Starting at the line in the records below that contains "For every instance of the hallway", copy every line through the end of the records, including the line with the request. In the answers, adjust each coordinate by adding -83 to it.

○ ○ ○ ○ ○ ○ ○

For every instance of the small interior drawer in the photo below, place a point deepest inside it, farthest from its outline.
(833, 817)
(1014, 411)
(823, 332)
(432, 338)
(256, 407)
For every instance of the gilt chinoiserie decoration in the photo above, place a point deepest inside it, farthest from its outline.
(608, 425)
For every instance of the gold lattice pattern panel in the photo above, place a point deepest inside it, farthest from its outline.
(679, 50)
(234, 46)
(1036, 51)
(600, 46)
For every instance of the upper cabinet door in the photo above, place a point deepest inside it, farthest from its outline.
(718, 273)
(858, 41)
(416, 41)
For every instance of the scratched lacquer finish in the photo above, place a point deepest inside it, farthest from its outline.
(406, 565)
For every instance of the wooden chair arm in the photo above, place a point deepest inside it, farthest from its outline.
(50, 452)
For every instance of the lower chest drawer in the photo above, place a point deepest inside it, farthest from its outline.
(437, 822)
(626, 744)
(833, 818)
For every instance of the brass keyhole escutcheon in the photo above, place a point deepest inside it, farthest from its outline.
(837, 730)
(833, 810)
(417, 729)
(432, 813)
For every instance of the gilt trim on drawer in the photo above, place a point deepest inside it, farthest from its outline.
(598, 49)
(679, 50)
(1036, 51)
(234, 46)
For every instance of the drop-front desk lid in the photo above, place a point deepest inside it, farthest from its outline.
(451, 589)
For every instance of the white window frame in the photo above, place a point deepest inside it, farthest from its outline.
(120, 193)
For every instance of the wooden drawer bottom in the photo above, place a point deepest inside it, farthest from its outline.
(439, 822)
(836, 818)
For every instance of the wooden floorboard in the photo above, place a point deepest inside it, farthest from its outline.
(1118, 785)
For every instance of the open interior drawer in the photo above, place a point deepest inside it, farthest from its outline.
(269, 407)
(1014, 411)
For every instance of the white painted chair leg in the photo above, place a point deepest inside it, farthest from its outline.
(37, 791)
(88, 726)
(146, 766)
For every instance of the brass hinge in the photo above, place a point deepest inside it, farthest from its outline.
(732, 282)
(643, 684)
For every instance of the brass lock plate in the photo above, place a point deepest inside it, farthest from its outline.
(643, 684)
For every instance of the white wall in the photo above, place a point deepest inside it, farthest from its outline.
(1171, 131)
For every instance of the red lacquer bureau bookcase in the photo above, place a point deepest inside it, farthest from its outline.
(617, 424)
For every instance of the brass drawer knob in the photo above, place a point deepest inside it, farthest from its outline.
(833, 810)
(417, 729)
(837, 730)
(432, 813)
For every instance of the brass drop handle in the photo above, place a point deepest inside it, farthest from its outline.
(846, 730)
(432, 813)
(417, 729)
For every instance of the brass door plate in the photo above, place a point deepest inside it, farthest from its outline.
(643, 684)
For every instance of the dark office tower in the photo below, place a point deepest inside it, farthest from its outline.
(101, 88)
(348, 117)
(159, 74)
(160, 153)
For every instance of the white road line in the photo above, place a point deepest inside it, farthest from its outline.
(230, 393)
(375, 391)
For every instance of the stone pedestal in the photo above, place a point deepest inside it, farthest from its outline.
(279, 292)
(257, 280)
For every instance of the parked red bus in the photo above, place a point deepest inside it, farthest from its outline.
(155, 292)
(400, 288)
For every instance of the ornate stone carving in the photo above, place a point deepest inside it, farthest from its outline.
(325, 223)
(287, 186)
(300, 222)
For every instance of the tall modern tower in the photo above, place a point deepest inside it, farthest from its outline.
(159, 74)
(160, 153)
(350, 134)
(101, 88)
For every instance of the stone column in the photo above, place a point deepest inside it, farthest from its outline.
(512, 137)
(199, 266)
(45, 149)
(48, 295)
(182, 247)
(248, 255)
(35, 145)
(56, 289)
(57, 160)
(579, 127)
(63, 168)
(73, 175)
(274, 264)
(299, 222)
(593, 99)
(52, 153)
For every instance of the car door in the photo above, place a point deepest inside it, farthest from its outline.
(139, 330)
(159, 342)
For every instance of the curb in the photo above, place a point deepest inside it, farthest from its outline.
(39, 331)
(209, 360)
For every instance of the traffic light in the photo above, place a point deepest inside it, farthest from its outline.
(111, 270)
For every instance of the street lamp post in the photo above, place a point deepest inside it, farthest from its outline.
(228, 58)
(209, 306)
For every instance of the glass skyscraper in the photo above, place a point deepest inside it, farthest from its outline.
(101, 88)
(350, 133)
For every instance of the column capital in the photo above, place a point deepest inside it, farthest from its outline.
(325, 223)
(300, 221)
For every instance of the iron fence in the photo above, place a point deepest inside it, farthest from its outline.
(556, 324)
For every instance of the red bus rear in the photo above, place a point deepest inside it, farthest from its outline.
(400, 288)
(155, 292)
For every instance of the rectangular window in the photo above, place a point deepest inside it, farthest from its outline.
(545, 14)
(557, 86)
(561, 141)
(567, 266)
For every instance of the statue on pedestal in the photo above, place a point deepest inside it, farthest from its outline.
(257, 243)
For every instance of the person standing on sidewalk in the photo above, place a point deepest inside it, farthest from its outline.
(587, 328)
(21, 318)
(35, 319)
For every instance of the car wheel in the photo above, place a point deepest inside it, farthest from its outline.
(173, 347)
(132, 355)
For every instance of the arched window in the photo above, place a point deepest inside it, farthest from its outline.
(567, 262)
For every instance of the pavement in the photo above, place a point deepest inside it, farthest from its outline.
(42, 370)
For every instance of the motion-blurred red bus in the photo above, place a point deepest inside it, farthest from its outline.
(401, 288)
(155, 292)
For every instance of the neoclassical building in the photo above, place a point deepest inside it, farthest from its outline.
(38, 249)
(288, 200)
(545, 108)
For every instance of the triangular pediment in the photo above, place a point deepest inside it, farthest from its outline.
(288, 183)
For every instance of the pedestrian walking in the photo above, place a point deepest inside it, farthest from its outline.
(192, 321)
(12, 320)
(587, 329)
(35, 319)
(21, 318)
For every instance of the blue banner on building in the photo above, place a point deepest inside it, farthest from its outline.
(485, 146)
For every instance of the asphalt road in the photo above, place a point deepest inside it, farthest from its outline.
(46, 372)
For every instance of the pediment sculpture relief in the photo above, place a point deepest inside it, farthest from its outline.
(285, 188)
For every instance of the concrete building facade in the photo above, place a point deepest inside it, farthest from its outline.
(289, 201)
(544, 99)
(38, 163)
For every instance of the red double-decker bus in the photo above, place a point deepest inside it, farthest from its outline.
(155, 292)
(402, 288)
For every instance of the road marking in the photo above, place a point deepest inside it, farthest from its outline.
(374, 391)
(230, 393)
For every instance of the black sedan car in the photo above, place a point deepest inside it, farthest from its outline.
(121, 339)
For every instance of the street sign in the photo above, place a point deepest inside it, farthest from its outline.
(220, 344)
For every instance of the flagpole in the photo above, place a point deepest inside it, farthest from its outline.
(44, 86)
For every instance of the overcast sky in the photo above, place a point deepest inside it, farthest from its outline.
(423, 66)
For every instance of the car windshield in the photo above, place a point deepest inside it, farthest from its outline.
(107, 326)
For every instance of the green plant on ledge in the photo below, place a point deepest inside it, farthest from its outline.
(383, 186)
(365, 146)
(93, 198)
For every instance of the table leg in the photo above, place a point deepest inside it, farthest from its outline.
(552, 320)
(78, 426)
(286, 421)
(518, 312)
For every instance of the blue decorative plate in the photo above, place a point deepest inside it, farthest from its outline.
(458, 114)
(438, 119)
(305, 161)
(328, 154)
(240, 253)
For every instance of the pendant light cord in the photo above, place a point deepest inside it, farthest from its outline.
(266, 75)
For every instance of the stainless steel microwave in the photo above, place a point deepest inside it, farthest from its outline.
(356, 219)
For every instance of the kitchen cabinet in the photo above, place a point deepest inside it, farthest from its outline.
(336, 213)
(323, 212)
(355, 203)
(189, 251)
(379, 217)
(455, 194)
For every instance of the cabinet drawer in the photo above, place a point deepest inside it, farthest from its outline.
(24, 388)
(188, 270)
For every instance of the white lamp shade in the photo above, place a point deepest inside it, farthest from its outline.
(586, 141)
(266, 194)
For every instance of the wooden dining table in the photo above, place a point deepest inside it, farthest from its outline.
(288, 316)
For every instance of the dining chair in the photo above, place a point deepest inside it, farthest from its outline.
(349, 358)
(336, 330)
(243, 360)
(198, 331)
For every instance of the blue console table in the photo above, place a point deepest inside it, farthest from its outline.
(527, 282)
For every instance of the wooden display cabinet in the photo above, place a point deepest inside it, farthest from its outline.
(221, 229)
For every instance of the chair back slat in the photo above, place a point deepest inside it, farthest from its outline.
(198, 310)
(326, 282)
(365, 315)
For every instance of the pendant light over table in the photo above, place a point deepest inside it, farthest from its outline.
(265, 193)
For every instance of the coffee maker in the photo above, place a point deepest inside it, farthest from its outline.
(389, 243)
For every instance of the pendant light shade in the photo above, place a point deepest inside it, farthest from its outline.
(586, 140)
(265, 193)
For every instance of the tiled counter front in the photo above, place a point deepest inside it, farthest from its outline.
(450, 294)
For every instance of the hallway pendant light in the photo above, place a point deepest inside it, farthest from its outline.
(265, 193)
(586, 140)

○ ○ ○ ○ ○ ○ ○

> _Result for this exercise_:
For every instance of the hallway pendant light in the photo above, place a point deepest inside it, farthest from its outline.
(182, 110)
(503, 57)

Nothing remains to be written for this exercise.